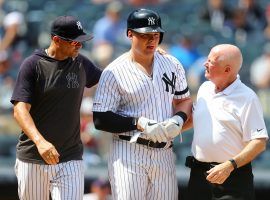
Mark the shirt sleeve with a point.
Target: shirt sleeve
(253, 121)
(25, 82)
(181, 87)
(107, 96)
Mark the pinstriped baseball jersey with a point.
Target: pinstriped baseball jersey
(136, 171)
(128, 91)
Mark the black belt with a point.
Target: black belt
(146, 142)
(192, 162)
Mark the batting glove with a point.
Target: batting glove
(153, 130)
(173, 126)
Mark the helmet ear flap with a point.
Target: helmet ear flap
(160, 38)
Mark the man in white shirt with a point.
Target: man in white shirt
(229, 131)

-----

## SHORT EXERCISE
Rescale the records by writing out every line again, requests included, with each point coordinate in the answers multiplied by 0.95 and rounded to a whole number (halves round up). Leave the pictures out of your answer.

## TASK RESULT
Mark the shirt sleeve with a point.
Target: shirt sleeve
(240, 115)
(24, 78)
(172, 83)
(102, 91)
Mark the pinstriped baseball jersey with a point.
Target: pinstriped baseball jersey
(129, 162)
(122, 86)
Mark the black belt with a point.
Target: black belt
(139, 135)
(182, 154)
Mark the batting glove with a point.
Target: batting glove
(145, 124)
(164, 120)
Mark the helmet ear flap with a point.
Target: helmet ear flap
(152, 36)
Mark the man in white shirt with a point.
Target: man in white shirt
(218, 124)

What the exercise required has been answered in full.